Copy out the entire listing below word for word, leaving out the pictures.

────

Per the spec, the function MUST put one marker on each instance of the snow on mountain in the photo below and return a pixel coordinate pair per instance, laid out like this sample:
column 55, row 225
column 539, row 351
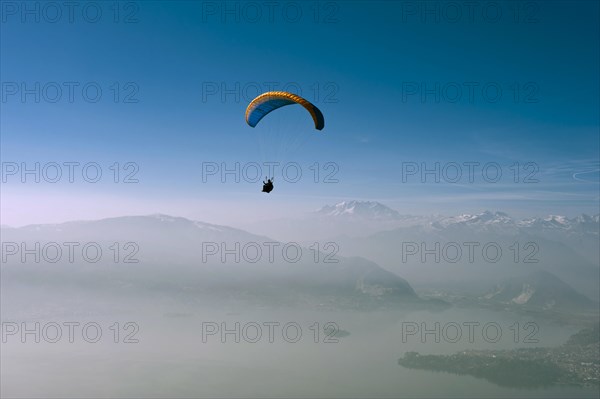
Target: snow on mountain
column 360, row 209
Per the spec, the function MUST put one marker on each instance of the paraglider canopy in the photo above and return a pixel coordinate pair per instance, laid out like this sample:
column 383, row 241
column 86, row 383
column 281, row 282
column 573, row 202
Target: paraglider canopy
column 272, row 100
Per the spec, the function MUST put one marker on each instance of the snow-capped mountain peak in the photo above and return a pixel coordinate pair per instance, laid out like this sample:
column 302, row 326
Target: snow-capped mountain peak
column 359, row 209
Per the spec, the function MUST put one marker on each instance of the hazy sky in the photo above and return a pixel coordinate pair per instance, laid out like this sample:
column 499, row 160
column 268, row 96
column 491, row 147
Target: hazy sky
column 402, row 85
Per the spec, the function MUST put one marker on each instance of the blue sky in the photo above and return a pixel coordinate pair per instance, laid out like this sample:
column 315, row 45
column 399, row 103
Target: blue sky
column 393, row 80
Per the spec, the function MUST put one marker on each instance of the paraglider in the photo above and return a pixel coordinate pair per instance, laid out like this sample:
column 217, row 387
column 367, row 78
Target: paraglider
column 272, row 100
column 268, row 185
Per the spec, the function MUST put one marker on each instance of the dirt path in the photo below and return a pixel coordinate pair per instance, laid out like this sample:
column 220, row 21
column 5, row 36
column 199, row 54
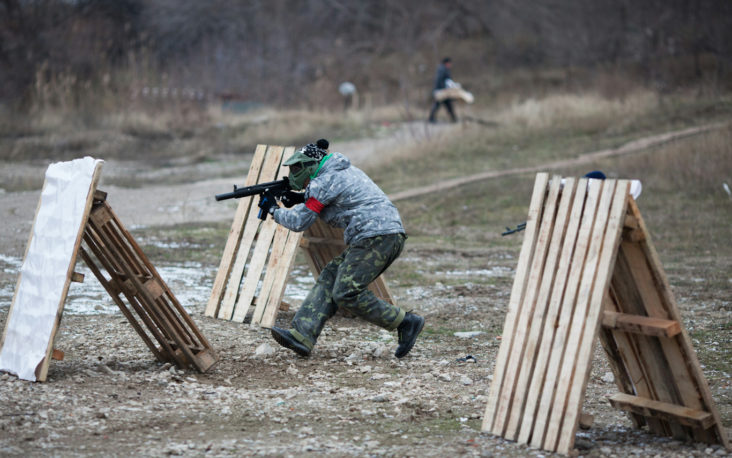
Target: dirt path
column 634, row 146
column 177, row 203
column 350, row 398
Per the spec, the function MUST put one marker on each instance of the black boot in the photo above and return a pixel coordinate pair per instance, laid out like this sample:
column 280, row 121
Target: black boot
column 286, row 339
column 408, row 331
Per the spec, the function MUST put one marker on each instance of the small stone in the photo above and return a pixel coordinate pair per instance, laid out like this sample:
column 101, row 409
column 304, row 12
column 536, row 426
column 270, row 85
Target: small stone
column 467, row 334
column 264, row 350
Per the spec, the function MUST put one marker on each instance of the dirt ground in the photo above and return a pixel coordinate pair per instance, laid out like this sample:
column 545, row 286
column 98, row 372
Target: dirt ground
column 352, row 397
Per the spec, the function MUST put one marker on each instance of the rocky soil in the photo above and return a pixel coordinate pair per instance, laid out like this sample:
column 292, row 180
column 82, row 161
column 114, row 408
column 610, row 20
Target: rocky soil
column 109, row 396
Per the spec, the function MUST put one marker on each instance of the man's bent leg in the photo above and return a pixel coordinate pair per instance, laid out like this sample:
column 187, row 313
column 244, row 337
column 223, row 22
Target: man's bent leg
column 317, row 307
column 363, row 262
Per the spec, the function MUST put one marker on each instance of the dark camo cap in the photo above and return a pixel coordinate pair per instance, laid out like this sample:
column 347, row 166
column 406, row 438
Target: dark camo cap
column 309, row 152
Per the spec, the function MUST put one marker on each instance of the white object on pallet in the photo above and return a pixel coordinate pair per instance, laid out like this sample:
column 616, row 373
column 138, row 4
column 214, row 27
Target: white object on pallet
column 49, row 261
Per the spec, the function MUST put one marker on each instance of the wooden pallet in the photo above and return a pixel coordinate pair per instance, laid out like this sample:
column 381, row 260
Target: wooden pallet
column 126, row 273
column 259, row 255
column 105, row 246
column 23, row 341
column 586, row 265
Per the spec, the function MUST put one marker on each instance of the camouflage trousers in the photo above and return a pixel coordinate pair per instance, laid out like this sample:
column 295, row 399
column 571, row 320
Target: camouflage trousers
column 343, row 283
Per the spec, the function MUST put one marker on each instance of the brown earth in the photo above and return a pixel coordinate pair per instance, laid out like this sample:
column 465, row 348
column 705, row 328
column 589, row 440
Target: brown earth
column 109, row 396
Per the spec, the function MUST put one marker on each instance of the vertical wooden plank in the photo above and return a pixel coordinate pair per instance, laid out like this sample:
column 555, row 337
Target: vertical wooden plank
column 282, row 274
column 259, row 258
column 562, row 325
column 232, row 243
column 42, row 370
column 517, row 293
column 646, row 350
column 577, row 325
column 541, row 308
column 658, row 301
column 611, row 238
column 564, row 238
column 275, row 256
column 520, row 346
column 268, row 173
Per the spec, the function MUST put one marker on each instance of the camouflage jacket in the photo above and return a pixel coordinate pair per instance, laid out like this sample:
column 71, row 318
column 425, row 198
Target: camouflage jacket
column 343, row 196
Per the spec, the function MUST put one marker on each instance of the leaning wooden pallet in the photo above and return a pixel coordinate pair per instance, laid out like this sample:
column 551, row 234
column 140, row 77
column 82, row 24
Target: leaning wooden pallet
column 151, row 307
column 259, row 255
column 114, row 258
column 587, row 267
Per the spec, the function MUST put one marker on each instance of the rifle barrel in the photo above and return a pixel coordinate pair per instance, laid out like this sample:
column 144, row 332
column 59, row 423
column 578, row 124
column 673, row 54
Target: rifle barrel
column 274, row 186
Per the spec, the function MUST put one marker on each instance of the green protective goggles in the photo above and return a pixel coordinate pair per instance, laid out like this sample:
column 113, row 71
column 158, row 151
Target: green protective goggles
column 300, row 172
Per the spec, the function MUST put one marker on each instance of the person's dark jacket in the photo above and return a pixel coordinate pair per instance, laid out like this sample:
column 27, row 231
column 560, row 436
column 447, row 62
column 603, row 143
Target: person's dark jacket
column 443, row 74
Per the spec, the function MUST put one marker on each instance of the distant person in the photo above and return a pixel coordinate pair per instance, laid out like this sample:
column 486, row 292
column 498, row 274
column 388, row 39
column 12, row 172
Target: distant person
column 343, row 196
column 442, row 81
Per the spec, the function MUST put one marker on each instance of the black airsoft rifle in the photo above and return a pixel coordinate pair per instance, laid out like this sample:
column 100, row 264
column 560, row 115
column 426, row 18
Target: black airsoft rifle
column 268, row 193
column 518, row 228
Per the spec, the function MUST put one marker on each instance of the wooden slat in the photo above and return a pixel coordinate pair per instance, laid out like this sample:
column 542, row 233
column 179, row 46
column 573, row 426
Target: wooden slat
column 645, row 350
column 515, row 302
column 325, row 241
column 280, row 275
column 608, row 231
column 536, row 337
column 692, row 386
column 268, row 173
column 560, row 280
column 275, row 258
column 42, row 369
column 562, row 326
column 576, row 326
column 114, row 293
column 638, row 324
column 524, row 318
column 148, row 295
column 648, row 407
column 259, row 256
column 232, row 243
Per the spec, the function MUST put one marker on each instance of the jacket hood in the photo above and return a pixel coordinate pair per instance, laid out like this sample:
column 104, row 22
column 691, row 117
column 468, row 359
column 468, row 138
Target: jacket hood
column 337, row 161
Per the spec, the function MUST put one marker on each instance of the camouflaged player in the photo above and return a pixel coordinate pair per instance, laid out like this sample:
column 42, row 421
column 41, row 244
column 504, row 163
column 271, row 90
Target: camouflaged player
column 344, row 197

────

Response to this exercise:
Per the spec, the function MUST put one marker on each instance of the snow on mountain in the photo below and return a pixel coordinate pair per instance, laid out like this sample:
column 55, row 225
column 539, row 351
Target: snow on mountain
column 360, row 209
Per the spec, the function MUST put one marker on each instance of the paraglider canopy in the photo above and return a pixel coordinate pair per instance, laid out like this sample:
column 383, row 241
column 86, row 383
column 281, row 282
column 573, row 202
Target: paraglider canopy
column 272, row 100
Per the spec, the function MUST put one marker on each instance of the snow-capped mountain peak in the photo above and return a pixel coordinate pair per instance, laid out like this sample:
column 302, row 326
Target: snow-capped mountain peak
column 359, row 209
Per the spec, the function MUST put one marker on each instance of the hazy sky in the photo above and return a pixel coordinate pair per instance, laid out like this sample:
column 499, row 160
column 268, row 96
column 491, row 147
Target: hazy sky
column 402, row 85
Per the spec, the function MUST put one marker on each instance of the blue sky in the photo above and return a pixel coordinate pair per instance, laid out like this sample:
column 315, row 45
column 399, row 103
Target: blue sky
column 393, row 80
Per the spec, the function MUST put one marker on each instance of the paraglider in the photo above and return a pixel coordinate pair per instance, laid out like this sample:
column 217, row 387
column 367, row 78
Target: paraglider
column 272, row 100
column 268, row 185
Per the spec, the function MUST put one marker on each instance of the dirt path in the photo below and return a pixel coordinate pair per instance, laid out like this sample:
column 220, row 21
column 5, row 36
column 199, row 54
Target: dirt path
column 634, row 146
column 177, row 203
column 350, row 398
Per the spec, the function MUST put one marker on each instance of the black boot in the photo above and return a pixel coordinate pair per instance, laid out like this sample:
column 280, row 121
Target: black boot
column 286, row 339
column 408, row 331
Per the spec, the function MUST put one marker on each instance of the small stone in the photo above and return a pixel coordinate pair per instance, laid out like this sample:
column 101, row 409
column 304, row 12
column 536, row 426
column 270, row 85
Target: small stone
column 467, row 334
column 264, row 350
Per the spec, the function MUST put one marker on each instance of the dirt ground in the photo above and return a pixel coordinate pair per instance, laid out like this sample:
column 545, row 286
column 98, row 372
Target: dirt ground
column 352, row 397
Per the spec, the function MUST put one marker on each instance of the rocky soil in the photo above and return a pixel coordinate pair per instance, laid out like this sample:
column 292, row 180
column 82, row 161
column 114, row 408
column 610, row 20
Target: rocky soil
column 109, row 396
Per the spec, the function MUST put one marker on each instance of the man's bent leg in the photo above and return a pixel coordinate pair per instance, laid out like this sample:
column 187, row 313
column 244, row 337
column 223, row 22
Target: man's bent leg
column 317, row 307
column 363, row 262
Per the spec, the function MUST put one marker on each instance of the dark camo cap in the photo above and return a pixel coordinate pair per instance, laid out like this sample:
column 347, row 166
column 406, row 438
Target: dark camo cap
column 309, row 152
Per the spec, the function MUST put one marker on each instance of the white object on pallet in the photo above and return a pixel coordinate pair per instance, laid out like this sample:
column 616, row 373
column 138, row 4
column 214, row 27
Target: white object on pallet
column 49, row 261
Per the spec, the function MUST put one marker on each instance of the wooden pallet in the photo above and return a pixel coordinate pair per instance, laid out like this sample:
column 381, row 260
Target: wooden pallet
column 126, row 273
column 259, row 255
column 105, row 246
column 23, row 341
column 586, row 265
Per the spec, the function MUST put one marker on each instance of the camouflage trousers in the photo above and return a pixel coordinate pair per instance, laid out like this sample:
column 295, row 399
column 571, row 320
Target: camouflage trousers
column 343, row 283
Per the spec, the function MUST put one marker on each instance of the brown earth in the photo above and return a pixel coordinate pair per instance, laid out like this sample:
column 465, row 348
column 705, row 328
column 589, row 440
Target: brown earth
column 109, row 396
Per the spec, the function MUST put one marker on each instance of the vertical wooden plank in the photo above and return a pixel coordinate pair per instance, laid out like this sample:
column 555, row 337
Target: vertical wooden plank
column 282, row 274
column 259, row 258
column 562, row 325
column 232, row 243
column 42, row 370
column 517, row 293
column 646, row 350
column 577, row 325
column 541, row 308
column 658, row 301
column 611, row 238
column 564, row 238
column 275, row 256
column 520, row 346
column 268, row 173
Per the spec, the function MUST put one marker on each instance of the camouflage jacket in the photo above and return a pixel coordinate pair per instance, laid out like this sample:
column 71, row 318
column 425, row 198
Target: camouflage jacket
column 343, row 196
Per the spec, the function MUST put one marker on each instance of the leaning wooden pallet in the photo above and return a pixel coordinate pair per instance, laid out like this sample:
column 551, row 234
column 140, row 77
column 82, row 24
Target: leaning wooden pallet
column 151, row 307
column 259, row 255
column 114, row 258
column 587, row 267
Per the spec, the function MUST put one marker on each instance of the rifle barrel in the photo above and return a pixel coordinate pair per instance, laid out like this sample:
column 144, row 332
column 59, row 423
column 578, row 124
column 673, row 54
Target: rifle barrel
column 274, row 186
Per the spec, the function MUST put one marker on each instance of the green protective goggles in the photo above and return a pixel coordinate pair per instance, laid out like this sample:
column 113, row 71
column 158, row 151
Target: green protective goggles
column 300, row 172
Per the spec, the function MUST put one marker on each instance of the person's dark jacket in the photo above and return a pixel coordinate pair per instance, laid out like this sample:
column 27, row 231
column 560, row 436
column 447, row 62
column 603, row 143
Target: person's dark jacket
column 443, row 74
Per the spec, the function MUST put one marker on each instance of the distant person in the photo above and return a pixel coordinate pair per instance, laid out like this sample:
column 486, row 292
column 498, row 274
column 388, row 39
column 12, row 172
Target: distant person
column 343, row 196
column 442, row 81
Per the spec, the function MUST put one marker on each instance of the black airsoft rifle in the photo above and return a pixel coordinate pair per instance, laid out like this sample:
column 100, row 264
column 560, row 115
column 426, row 18
Target: black airsoft rifle
column 268, row 193
column 518, row 228
Per the spec, the function MUST put one marker on each instance of the wooden slat in the photo above and return a pixel coordinate pair per instance, laid out like this sample:
column 542, row 233
column 179, row 46
column 573, row 426
Target: wooden slat
column 645, row 350
column 515, row 302
column 325, row 241
column 280, row 275
column 608, row 231
column 536, row 337
column 692, row 386
column 268, row 173
column 560, row 280
column 275, row 258
column 42, row 369
column 562, row 326
column 576, row 326
column 114, row 293
column 638, row 324
column 524, row 318
column 148, row 295
column 648, row 407
column 259, row 256
column 232, row 243
Per the spec, the function MUST put one marker on each instance of the jacket hood in the photo above and return a pixel coordinate pair per instance, laid out like this sample:
column 104, row 22
column 691, row 117
column 468, row 359
column 468, row 138
Target: jacket hood
column 337, row 161
Per the spec, the function MUST put one marker on each instance of the camouflaged player in the photo above and return a pixel coordinate pair per instance, laid out like this sample:
column 42, row 421
column 41, row 244
column 504, row 163
column 271, row 90
Target: camouflaged player
column 344, row 197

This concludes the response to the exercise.